**Exercise task a**. Print the complete article on the reactions to the Princess of Wales's claims, reproducing every line without alteration.

**Selected passage**.
::::::::::
Supporters and detractors of the Princess of Wales clashed last night following her claims of harassment by the Palace and confession of adultery.
The comments of Nicholas Soames, the Armed Forces Minister, who is a close friend and former equerry of the Prince of Wales, appeared to underline the claims of the Princess that the establishment viewed her as a non- starter and unstable.
Mr Soames said he had been unable to recognise some of the pictures she drew of revenge and harassment at the Palace. Nor did he believe that Prince Charles might not want to become King - or be suited to it.
He denied the Princess's claims that mail had been deliberately lost and that foreign visits had been blocked by the Prince of Wales' staff, who she described as "the enemy".
"I can't account for what the Princess was talking about when she referred to those matters, for example, like mail interception and telephones being tapped and all that, it really is the advanced stages of paranoia."
Margaret Jay, the daughter of the former Labour prime minister, Lord Callaghan, and a co-worker in the fight against Aids with the Princess of Wales, said she believed it was a great loss that the Princess felt so alienated from the Royal Family.
"It is an extremely sad picture but the sadness I think is that the Prince of Wales and the Buckingham Palace machine have succeeded in losing somebody who could have been so enormously valuable."
She denied claims by her fellow panellists that the Princess was a broken creature. "One of the things which has been coming through is that she's quite strong now. In a sense people don't admit things such as post-natal depression and bulimia as openly or freely as that unless they are a strong character."
::::::::::
**Exercise task b**. Convert only the rows beginning with the line that contains "Question. Spot each instance of the backlit" and continuing through the end of the rows into a JSON list of strings, with one string per line and blank lines omitted.

[Rows of labeled-object pointing entries]
::::::::::
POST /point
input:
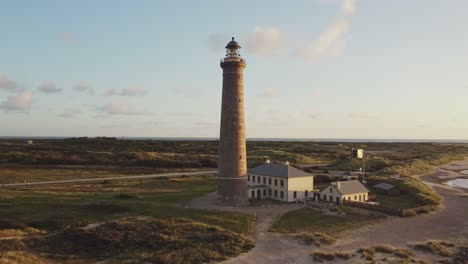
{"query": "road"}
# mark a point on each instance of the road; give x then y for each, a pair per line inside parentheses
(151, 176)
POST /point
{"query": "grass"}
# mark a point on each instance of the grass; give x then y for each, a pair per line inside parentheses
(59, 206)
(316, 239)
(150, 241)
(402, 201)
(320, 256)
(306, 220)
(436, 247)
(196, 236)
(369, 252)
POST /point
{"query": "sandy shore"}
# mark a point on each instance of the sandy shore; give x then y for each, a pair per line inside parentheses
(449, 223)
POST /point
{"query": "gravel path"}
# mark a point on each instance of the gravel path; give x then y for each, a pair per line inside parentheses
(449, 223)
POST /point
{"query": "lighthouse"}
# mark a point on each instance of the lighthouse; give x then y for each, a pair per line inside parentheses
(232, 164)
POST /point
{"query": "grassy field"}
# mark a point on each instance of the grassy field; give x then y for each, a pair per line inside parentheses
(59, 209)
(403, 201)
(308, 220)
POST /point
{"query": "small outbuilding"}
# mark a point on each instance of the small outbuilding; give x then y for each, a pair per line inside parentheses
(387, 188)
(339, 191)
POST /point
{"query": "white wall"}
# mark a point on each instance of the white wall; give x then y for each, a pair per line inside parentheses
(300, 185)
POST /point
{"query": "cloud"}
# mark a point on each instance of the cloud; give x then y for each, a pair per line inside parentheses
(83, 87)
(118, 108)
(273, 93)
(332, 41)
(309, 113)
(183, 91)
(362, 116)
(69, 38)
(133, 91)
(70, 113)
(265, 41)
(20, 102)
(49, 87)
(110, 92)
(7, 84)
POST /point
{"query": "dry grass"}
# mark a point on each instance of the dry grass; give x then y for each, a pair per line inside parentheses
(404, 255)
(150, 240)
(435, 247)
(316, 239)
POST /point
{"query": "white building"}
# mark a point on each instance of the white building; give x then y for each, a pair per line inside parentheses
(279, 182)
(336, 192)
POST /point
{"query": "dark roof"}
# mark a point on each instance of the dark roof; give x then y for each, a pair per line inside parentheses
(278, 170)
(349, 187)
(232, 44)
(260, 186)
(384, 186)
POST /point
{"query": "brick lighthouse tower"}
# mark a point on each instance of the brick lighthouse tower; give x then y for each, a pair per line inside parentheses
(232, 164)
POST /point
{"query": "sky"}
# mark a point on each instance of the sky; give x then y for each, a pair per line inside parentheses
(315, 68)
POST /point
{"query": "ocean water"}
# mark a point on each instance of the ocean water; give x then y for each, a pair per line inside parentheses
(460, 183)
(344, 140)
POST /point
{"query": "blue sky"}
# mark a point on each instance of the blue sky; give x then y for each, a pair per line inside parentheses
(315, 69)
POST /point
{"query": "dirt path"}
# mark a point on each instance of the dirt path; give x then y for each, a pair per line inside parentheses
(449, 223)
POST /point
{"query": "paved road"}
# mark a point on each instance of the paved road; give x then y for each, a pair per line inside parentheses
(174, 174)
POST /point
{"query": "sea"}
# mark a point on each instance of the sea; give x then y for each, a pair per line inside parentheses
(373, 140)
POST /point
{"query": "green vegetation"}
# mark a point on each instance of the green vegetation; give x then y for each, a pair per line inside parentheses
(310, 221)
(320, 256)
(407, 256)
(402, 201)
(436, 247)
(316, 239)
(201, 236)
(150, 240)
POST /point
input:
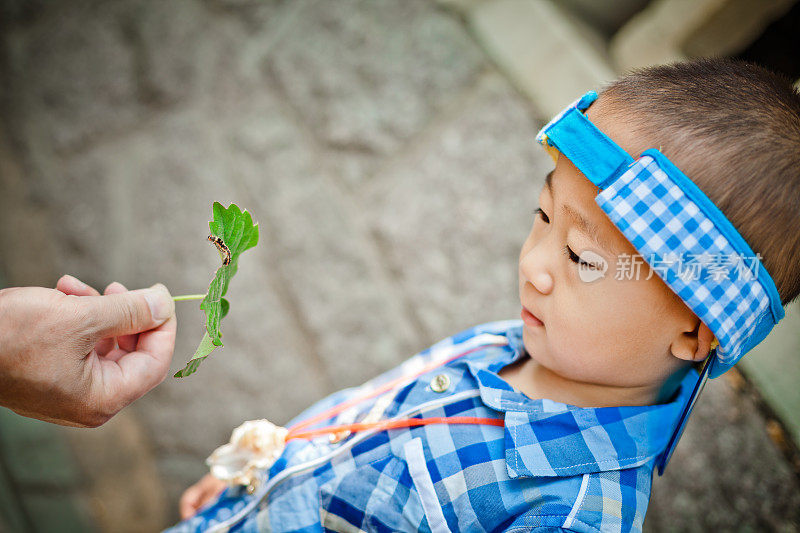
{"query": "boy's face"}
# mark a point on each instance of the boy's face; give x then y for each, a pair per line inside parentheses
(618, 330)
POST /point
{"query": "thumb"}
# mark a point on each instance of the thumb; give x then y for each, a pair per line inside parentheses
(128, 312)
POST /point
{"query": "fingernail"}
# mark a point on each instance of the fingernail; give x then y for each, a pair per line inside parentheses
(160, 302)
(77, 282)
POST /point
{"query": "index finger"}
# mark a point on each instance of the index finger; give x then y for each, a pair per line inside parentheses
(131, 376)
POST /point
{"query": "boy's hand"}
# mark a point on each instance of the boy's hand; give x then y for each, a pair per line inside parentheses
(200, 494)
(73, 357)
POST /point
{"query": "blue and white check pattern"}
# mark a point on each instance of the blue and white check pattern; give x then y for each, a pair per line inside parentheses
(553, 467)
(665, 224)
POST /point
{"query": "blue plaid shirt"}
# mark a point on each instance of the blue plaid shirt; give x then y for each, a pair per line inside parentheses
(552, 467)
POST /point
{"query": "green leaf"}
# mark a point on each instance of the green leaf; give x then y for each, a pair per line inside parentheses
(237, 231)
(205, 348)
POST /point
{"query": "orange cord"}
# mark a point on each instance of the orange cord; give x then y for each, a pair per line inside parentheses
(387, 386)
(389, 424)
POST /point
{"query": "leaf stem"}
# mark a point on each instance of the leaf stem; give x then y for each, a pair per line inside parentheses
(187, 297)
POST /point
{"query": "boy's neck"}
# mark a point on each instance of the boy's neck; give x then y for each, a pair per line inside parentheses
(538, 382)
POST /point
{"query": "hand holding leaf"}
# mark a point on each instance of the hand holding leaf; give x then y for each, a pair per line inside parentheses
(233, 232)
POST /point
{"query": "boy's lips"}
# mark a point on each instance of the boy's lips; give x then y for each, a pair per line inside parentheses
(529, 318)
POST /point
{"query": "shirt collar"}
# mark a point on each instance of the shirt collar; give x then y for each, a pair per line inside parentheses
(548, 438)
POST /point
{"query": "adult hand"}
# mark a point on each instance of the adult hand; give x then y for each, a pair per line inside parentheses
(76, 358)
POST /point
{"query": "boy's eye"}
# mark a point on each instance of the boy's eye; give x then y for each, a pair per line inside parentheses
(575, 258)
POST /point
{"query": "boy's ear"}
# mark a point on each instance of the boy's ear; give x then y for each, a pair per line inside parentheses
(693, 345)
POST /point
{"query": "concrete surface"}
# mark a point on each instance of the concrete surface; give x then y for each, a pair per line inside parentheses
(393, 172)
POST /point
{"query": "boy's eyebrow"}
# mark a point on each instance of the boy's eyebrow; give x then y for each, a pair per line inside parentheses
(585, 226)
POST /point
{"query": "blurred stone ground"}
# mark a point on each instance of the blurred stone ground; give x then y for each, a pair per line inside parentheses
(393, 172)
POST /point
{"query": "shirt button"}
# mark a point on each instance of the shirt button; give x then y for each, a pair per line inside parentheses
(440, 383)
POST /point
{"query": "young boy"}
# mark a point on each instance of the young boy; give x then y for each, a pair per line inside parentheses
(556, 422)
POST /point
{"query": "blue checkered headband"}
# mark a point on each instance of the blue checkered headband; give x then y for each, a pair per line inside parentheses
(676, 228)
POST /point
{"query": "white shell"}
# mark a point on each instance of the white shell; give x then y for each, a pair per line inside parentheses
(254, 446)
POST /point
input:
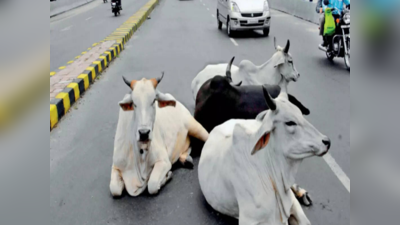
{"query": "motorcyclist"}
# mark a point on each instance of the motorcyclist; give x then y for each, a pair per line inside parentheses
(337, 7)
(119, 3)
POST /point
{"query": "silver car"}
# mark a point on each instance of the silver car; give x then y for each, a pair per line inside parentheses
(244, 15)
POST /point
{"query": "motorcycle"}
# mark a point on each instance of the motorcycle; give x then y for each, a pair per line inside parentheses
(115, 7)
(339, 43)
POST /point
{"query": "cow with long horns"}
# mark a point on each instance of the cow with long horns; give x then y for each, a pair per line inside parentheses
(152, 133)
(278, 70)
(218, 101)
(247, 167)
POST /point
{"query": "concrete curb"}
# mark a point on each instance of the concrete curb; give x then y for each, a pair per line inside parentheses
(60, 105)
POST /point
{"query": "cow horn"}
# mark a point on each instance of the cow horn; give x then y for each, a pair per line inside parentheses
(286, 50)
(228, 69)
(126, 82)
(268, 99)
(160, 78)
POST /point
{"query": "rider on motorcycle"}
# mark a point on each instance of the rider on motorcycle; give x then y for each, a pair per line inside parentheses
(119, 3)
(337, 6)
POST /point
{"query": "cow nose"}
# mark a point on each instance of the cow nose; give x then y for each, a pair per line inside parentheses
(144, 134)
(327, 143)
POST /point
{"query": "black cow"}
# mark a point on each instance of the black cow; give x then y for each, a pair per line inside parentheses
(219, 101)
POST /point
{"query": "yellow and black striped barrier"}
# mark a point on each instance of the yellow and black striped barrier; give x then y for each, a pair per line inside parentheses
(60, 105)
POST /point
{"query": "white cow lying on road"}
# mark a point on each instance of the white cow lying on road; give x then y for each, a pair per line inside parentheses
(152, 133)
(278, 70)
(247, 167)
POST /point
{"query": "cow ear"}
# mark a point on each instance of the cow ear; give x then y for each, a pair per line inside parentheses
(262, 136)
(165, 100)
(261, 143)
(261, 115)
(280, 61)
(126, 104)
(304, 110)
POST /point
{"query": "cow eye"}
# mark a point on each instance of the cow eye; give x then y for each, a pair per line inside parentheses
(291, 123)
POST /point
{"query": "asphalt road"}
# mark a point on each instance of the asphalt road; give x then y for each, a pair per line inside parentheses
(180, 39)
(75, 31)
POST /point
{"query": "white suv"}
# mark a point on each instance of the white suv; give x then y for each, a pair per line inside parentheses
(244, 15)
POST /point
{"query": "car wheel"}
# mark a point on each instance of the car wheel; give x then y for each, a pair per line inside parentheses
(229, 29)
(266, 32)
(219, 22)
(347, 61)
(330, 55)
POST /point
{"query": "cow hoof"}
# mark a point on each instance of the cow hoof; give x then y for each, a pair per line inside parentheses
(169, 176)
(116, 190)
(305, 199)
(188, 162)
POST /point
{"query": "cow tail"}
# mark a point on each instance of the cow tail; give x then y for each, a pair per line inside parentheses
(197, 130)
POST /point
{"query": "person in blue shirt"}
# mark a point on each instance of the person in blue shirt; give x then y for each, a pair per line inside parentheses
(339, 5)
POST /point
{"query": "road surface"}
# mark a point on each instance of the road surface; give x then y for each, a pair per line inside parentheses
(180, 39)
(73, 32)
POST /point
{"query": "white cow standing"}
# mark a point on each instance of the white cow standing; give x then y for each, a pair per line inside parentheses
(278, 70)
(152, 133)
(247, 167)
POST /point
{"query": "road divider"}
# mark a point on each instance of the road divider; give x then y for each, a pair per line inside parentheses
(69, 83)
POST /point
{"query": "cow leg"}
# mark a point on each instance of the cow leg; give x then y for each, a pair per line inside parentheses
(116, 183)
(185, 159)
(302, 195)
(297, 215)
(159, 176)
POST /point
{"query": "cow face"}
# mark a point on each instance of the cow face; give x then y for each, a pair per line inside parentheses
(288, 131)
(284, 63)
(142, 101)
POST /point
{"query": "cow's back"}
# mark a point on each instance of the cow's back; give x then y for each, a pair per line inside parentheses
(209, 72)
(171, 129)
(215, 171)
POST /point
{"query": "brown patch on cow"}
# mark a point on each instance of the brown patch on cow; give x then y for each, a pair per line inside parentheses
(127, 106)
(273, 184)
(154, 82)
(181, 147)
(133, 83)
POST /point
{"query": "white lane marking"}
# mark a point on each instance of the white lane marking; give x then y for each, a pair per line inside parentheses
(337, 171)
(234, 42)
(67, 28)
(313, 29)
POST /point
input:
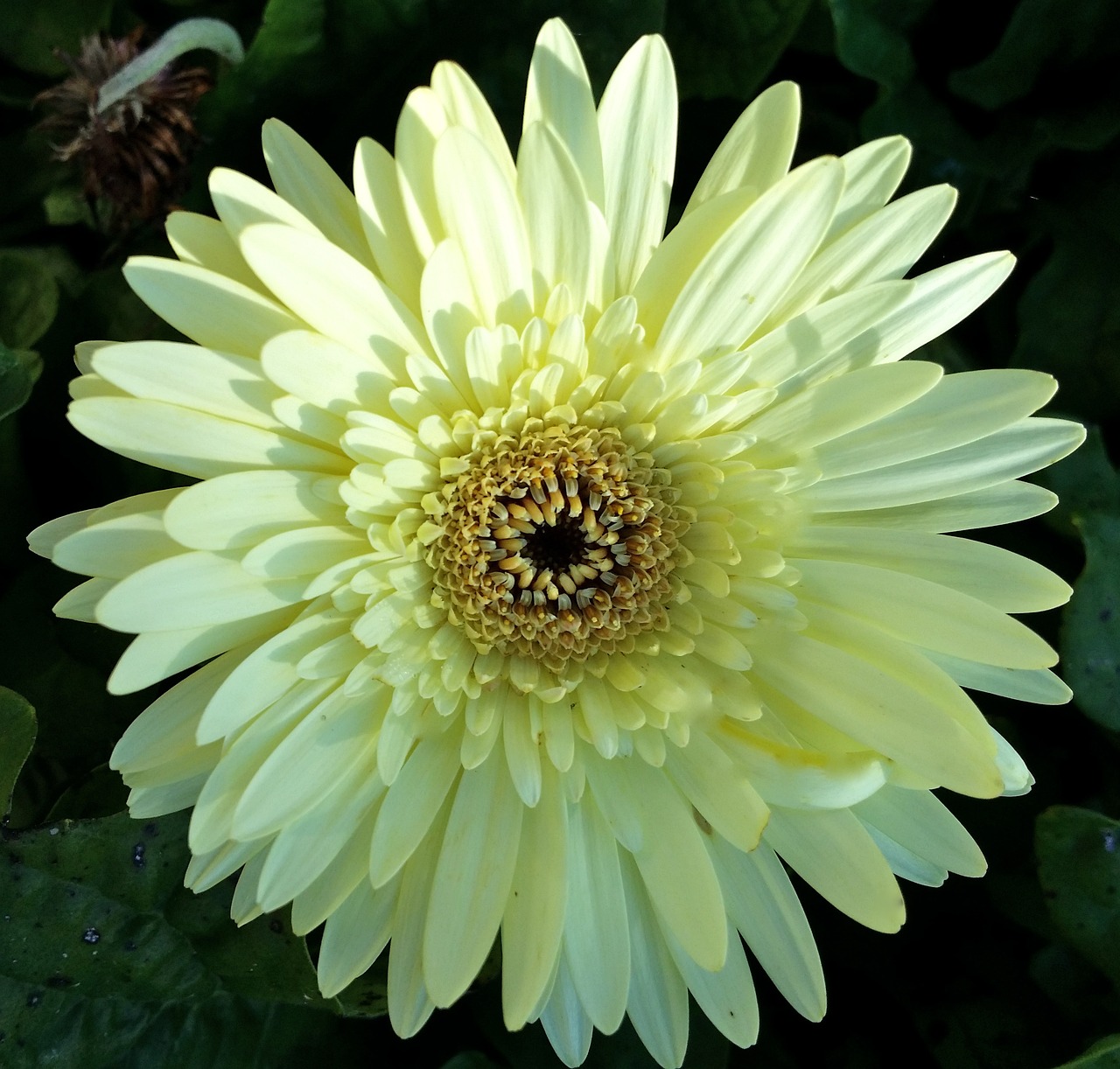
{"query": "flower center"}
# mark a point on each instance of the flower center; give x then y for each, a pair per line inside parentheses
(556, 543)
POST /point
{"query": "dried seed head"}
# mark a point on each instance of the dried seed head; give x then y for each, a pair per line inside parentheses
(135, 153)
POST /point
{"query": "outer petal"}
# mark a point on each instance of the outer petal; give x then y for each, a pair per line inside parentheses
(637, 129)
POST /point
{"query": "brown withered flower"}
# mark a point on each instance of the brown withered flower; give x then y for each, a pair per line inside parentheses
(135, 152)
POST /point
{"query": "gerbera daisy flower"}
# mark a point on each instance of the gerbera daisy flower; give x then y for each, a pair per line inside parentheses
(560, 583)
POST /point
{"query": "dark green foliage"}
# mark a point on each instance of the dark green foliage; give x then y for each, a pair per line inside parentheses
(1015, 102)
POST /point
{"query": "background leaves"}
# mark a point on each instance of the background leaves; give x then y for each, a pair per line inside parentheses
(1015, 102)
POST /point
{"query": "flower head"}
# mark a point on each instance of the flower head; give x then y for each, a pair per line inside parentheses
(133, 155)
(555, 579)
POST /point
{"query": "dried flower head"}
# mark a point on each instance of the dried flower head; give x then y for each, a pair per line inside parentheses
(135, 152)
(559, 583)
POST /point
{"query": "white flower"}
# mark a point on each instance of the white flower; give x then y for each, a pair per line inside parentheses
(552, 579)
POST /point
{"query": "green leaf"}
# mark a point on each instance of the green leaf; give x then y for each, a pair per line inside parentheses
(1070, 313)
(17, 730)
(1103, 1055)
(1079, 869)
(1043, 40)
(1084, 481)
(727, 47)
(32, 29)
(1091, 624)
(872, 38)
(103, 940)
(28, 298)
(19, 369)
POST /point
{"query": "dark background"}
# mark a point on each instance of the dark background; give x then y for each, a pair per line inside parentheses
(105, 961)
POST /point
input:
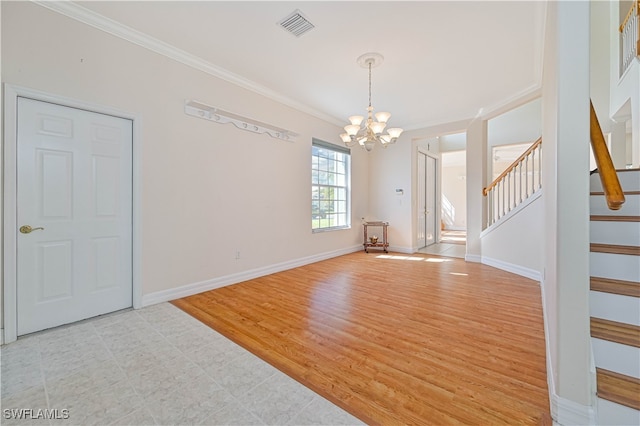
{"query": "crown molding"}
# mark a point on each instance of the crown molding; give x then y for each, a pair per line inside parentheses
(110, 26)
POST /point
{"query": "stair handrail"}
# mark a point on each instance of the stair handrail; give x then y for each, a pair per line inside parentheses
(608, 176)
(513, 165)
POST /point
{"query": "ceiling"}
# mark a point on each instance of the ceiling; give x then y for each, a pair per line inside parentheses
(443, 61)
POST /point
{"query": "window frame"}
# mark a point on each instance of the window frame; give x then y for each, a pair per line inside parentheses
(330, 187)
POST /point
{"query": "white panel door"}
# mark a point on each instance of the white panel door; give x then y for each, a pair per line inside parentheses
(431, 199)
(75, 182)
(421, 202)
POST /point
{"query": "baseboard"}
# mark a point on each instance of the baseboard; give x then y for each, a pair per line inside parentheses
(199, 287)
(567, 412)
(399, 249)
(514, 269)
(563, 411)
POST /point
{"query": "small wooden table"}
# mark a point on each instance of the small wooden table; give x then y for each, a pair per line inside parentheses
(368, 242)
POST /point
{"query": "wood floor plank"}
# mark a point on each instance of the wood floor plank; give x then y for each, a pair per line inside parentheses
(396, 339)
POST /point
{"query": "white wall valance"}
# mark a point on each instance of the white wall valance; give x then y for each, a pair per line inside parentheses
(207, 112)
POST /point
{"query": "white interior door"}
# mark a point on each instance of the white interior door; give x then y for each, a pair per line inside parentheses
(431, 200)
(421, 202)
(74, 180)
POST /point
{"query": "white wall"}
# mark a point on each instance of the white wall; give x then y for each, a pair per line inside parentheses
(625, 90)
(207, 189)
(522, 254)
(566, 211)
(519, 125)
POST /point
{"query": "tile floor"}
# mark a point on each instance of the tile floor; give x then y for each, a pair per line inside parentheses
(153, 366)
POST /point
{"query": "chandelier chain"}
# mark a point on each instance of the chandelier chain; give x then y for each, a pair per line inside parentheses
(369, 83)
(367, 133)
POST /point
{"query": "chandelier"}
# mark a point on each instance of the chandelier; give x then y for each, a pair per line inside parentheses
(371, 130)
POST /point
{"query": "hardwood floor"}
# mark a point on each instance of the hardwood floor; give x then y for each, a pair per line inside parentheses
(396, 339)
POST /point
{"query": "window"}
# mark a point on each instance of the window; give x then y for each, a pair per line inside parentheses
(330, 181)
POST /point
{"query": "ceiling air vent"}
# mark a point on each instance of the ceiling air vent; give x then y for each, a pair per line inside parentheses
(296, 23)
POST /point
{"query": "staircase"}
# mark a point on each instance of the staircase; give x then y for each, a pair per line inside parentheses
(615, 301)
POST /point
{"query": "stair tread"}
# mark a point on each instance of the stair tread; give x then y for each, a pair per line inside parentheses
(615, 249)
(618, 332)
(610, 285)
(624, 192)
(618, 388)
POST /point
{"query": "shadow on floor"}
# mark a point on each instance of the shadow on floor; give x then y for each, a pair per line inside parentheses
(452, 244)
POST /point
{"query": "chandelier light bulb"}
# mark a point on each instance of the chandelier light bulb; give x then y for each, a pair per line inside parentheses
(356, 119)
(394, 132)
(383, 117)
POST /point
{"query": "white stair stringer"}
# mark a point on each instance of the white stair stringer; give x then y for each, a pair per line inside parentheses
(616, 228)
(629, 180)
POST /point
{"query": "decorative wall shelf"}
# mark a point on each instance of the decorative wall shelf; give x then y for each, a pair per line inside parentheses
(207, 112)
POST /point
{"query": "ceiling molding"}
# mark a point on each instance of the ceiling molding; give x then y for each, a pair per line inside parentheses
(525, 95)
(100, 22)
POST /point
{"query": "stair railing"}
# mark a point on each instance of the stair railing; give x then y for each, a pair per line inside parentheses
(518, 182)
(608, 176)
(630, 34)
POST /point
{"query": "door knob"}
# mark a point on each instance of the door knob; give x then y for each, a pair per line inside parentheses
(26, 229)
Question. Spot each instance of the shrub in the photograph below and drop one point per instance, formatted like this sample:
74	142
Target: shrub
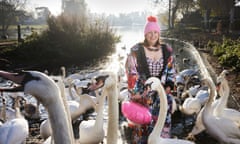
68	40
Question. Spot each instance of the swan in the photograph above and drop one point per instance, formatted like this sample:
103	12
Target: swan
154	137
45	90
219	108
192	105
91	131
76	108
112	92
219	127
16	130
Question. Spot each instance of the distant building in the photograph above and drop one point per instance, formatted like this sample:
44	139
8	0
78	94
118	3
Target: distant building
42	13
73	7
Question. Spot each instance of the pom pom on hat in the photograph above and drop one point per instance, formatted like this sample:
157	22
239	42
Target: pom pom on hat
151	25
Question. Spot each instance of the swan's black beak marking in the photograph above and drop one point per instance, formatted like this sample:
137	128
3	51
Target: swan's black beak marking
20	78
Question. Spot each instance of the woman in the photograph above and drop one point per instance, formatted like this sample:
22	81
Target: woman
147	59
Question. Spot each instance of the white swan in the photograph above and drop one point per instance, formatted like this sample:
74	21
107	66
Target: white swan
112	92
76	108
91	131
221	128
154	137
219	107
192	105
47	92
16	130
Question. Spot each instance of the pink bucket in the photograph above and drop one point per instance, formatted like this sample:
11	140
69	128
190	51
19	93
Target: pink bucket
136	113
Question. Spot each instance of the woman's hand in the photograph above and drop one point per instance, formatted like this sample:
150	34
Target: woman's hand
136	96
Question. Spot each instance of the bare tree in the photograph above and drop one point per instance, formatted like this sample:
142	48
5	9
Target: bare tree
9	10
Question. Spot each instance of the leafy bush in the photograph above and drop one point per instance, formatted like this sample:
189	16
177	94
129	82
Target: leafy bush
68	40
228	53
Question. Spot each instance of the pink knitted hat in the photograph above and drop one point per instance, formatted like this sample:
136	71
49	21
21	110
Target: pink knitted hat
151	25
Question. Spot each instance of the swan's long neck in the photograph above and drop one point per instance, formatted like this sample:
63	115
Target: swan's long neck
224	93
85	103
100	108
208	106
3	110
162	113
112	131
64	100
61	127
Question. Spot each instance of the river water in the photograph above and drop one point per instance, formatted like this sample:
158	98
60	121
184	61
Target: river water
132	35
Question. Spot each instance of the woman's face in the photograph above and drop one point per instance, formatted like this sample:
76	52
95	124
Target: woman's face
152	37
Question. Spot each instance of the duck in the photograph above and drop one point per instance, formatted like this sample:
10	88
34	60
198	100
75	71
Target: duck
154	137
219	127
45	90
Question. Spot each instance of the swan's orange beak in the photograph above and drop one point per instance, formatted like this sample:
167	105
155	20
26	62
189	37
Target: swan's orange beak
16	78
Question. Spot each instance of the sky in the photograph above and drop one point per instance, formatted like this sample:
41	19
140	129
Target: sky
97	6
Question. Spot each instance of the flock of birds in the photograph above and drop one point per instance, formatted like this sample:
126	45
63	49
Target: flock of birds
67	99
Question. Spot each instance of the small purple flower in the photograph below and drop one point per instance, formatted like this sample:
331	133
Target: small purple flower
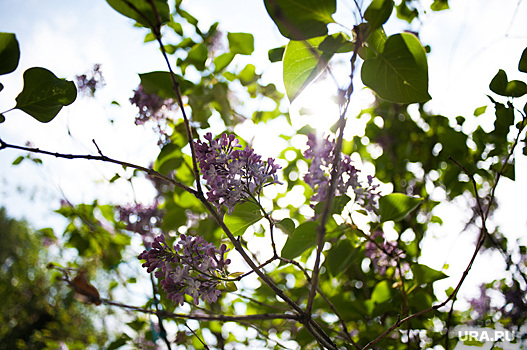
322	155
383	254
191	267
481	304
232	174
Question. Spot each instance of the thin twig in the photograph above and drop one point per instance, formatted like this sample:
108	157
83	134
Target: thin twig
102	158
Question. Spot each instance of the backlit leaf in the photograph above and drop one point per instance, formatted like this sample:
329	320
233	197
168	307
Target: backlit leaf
::::::::::
**Correct response a**.
Supporters and detractors of the Princess of Wales clashed last night following her claims of harassment by the Palace and confession of adultery.
The comments of Nicholas Soames, the Armed Forces Minister, who is a close friend and former equerry of the Prince of Wales, appeared to underline the claims of the Princess that the establishment viewed her as a non- starter and unstable.
Mr Soames said he had been unable to recognise some of the pictures she drew of revenge and harassment at the Palace. Nor did he believe that Prince Charles might not want to become King - or be suited to it.
He denied the Princess's claims that mail had been deliberately lost and that foreign visits had been blocked by the Prince of Wales' staff, who she described as "the enemy".
"I can't account for what the Princess was talking about when she referred to those matters, for example, like mail interception and telephones being tapped and all that, it really is the advanced stages of paranoia."
Margaret Jay, the daughter of the former Labour prime minister, Lord Callaghan, and a co-worker in the fight against Aids with the Princess of Wales, said she believed it was a great loss that the Princess felt so alienated from the Royal Family.
"It is an extremely sad picture but the sadness I think is that the Prince of Wales and the Buckingham Palace machine have succeeded in losing somebody who could have been so enormously valuable."
She denied claims by her fellow panellists that the Princess was a broken creature. "One of the things which has been coming through is that she's quite strong now. In a sense people don't admit things such as post-natal depression and bulimia as openly or freely as that unless they are a strong character."

**Correct response b**.
[
  "Question. Spot each instance of the backlit leaf in the photograph above and drop one point per instance, formatted like this sample:",
  "329\t320",
  "233\t197",
  "168\t307",
  "Target: backlit leaf"
]